The notion is rampant in society today. Many commercials and social media ads are geared towards making our lives less busy so that we can work more. You can hire someone to walk your dog, deliver your groceries, and find you a soulmate, We can drink some powder instead of eating and we can give our kids an iPad instead of parenting. And thanks to the evil Jeff Bezos, we can order a muffler, some miso paste, and post-it notes all at the same time to be delivered in one box, tomorrow.

In a piece for the Harvard Business Review, marketing professors Silvia Bellezza of Columbia, Neeru Paharia of Georgetown, and Anat Keinan of Harvard business schools, explained how we got here. Their studies showed a sharp increase in references to “crazy schedules” since the 1960s. They tracked celebrity humblebrags about “being in desperate need for a vacation,” showing our role models are setting the tone, especially for the youngsters. They also tracked the evolution of advertising, as the imagery changed from the lifestyles of the rich and famous to the busy lifestyle of long hours and no free time. They added, “by telling others that we are busy and working all the time, we are implicitly suggesting that we are sought after, which enhances our perceived status.”

:: EXPLORE THE MATERIAL ::
(A) Answer these questions about the passage on busyness as status:
(i) What three things does the passage say you can hire someone to do?
(ii) Since which decade did the studies show a sharp increase in references to "crazy schedules"?
(iii) According to the passage, advertising imagery changed from what to what?
(B) List every marketing professor named in the passage on busyness as status, along with the business school given for each.

:: ENTRIES PROVIDED ::
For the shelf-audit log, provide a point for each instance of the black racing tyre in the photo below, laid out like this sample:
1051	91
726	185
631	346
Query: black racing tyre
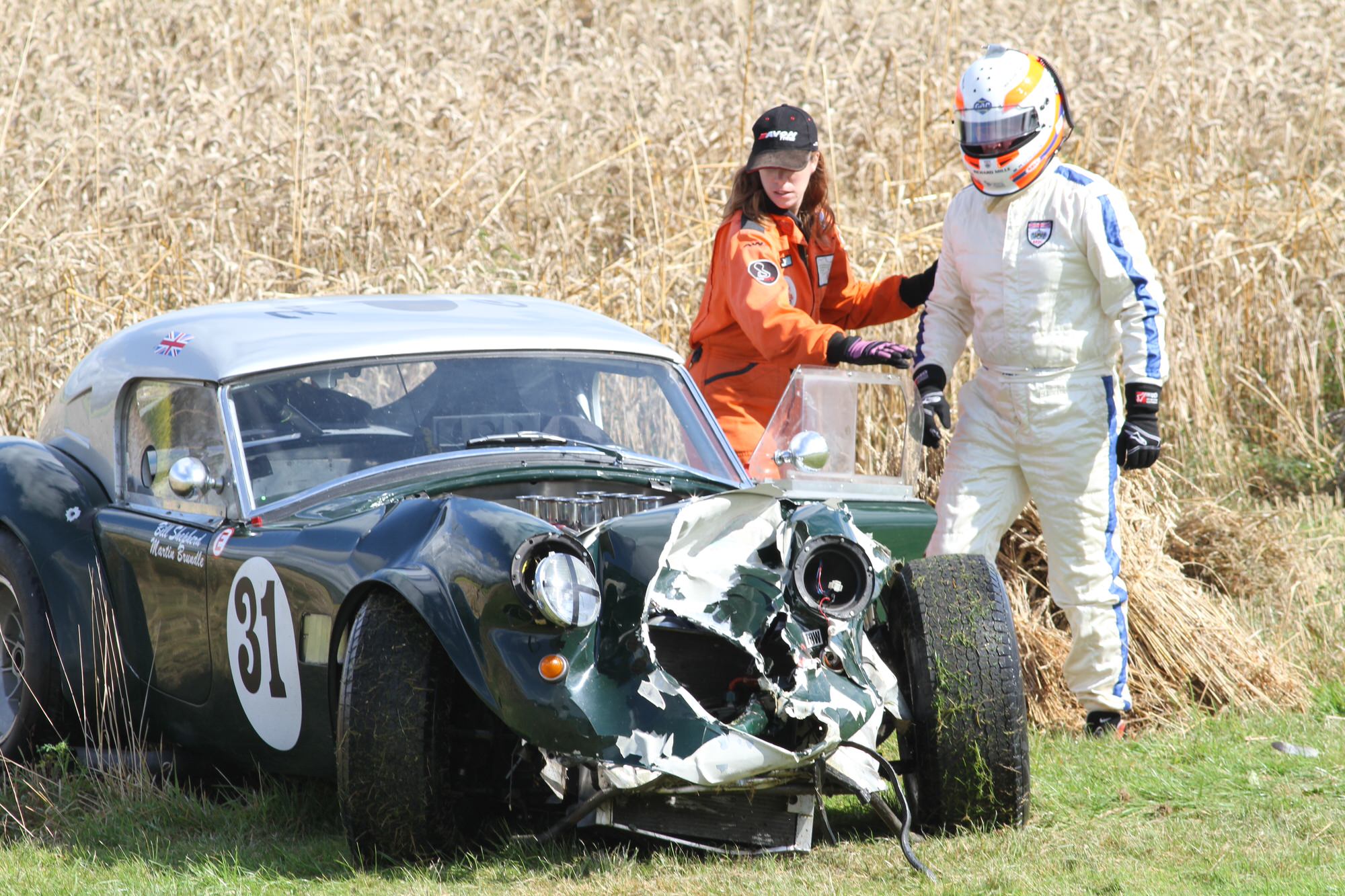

:: TASK RESULTS ::
(A)
(i) Walk your dog, deliver your groceries, and find you a soulmate.
(ii) The 1960s.
(iii) From the lifestyles of the rich and famous to the busy lifestyle of long hours and no free time.

(B)
- Silvia Bellezza, Columbia
- Neeru Paharia, Georgetown
- Anat Keinan, Harvard